--- Actions to take ---
1) Answer these questions about the article below on the Philip Morris appeal:
(a) Who represented the deceased smoker's daughter?
(b) Which county's jury returned the 2019 verdict?
(c) What percentage of responsibility did that jury assign to Philip Morris?
2) Write the next part of the article below on the Philip Morris appeal, starting after its final sentence.

--- Source extract ---

::::::::

December 19, 2022

Florida State Appeals Court Upholds $2.5 million verdict against Philip Morris

A Florida state appeals court upheld the $2.5 million verdict in an Engle progeny case against Philip Morris, finding that key testimony from the deceased smoker’s daughter, represented by Kelley Uustal Founding Partner Robert Kelley, provided evidence that her father relied on the tobacco company’s representations that smoking wasn’t harmful.

The appeal stems from a 2019 verdict from a Miami-Dade County jury that found that Philip Morris was 50% responsible for former Marlboro smoker Ulisee Holliman’s fatal lung cancer, with Holliman bearing the remainder. The jury returned a verdict in Holliman’s favor for negligence, strict liability, and conspiracy claims and awarded $2.5 million in compensatory damages.

::::::::

--- Data under study ---
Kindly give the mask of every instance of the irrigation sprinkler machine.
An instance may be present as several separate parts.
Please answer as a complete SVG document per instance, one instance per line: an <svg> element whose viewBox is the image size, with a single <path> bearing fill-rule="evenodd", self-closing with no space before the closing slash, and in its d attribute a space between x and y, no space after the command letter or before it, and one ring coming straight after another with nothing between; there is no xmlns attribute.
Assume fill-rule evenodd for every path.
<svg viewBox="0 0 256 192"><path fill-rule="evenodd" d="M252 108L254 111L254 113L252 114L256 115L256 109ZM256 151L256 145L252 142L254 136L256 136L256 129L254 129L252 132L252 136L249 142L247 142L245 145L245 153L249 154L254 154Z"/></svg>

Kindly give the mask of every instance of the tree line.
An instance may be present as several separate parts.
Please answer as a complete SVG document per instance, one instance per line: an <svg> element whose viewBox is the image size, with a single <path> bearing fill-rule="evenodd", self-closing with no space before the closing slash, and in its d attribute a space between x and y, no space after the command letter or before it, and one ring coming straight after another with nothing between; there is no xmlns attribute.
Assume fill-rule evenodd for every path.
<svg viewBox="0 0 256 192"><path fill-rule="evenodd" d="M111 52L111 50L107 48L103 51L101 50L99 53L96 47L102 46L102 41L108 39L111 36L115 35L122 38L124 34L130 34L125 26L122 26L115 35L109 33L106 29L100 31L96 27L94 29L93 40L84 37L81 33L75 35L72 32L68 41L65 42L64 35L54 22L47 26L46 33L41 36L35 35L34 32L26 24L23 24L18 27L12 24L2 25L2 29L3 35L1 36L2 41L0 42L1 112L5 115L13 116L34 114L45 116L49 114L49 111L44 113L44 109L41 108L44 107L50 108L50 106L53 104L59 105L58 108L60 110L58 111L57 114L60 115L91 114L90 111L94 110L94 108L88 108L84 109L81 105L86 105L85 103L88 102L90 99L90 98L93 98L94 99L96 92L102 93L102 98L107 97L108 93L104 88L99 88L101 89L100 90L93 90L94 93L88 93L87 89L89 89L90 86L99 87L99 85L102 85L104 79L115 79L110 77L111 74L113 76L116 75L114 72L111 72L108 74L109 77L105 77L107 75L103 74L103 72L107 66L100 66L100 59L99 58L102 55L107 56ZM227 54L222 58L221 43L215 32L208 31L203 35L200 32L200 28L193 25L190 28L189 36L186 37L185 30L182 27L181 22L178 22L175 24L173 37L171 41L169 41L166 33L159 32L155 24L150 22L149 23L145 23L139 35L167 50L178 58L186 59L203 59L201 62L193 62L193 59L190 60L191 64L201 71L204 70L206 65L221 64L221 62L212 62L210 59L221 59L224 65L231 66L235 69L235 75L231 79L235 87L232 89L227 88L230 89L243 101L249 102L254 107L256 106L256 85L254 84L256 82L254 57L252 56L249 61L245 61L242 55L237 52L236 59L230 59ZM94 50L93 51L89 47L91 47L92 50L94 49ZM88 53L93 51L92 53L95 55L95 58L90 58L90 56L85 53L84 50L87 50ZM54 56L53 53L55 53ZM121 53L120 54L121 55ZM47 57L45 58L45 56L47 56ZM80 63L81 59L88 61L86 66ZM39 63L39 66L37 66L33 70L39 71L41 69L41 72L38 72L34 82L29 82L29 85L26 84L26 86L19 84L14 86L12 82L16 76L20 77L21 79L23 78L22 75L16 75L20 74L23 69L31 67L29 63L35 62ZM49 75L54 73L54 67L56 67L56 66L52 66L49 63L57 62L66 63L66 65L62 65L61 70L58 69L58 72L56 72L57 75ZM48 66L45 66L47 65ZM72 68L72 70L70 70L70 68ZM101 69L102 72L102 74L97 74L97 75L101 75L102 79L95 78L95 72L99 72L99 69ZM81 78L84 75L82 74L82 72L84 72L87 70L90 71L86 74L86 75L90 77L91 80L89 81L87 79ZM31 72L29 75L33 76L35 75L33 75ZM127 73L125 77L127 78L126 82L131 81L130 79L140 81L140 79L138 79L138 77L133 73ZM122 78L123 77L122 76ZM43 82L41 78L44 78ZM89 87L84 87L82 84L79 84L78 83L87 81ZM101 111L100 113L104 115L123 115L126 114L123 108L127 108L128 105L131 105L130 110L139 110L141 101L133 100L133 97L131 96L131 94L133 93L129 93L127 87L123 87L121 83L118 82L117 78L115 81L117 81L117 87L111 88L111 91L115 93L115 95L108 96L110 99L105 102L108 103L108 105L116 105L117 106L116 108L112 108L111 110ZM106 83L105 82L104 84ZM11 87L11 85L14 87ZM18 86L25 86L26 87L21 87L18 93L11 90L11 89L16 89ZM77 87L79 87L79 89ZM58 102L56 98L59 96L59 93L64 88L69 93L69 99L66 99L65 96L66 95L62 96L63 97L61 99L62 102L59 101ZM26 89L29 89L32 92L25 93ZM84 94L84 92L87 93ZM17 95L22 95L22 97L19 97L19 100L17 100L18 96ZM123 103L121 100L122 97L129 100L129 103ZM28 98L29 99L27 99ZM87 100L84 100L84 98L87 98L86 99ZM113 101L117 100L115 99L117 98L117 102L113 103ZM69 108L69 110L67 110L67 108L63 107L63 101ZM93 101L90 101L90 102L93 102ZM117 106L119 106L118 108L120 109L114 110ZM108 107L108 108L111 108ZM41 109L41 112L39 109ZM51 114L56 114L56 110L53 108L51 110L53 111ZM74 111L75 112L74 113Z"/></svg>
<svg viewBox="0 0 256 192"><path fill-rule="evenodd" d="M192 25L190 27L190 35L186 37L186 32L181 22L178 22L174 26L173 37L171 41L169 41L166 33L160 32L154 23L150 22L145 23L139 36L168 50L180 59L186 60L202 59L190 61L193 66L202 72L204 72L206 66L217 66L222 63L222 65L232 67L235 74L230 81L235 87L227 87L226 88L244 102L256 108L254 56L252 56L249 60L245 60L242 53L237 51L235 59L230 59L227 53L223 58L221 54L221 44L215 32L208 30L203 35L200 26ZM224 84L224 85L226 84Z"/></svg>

::::::::

--- Results in order ---
1)
(a) Robert Kelley, Founding Partner of Kelley Uustal
(b) Miami-Dade County
(c) 50%

2)
In an appeal against the $2.5 million verdict, Philip Morris argued that Ruby Holliman provided insufficient evidence to prove detrimental reliance and legal cause. But the panel said the record showed that tobacco companies gave false and misleading statements about the dangers of smoking for decades and that the “conspiracy went on until at least the late 1990s, when the industry first began publicly admitting that smoking is addictive and causes cancer and other diseases, and that there is no such thing as a safe cigarette.”

Judge Fleur J. Lobree penned an opinion stating that the Third District Court of Appeal refused to set aside the jury’s verdict against Philip Morris in favor of their proposed conspiracy claim. With this refusal by the Third District, it will keep in place the win for Ruby Holliman, whose father, Ulisee Holliman, died in 1993 from lung cancer.

According to the appeals panel, Ulisee Holliman’s daughter was key in leading to the verdict being upheld. She stated that her father continued to smoke in the 1980s after seeing television programs about the dangers of smoking because he relied on information provided by tobacco companies.

“This evidence allowed for a reasonable conclusion that Holliman continued to smoke because he was misled by the tobacco companies into believing that smoking was not harmful to his health, at least until the mid-1980s when he received the first personal warnings about the risks associated with smoking and made his first attempts to quit,” the panel said. “This was sufficient evidence of detrimental reliance.”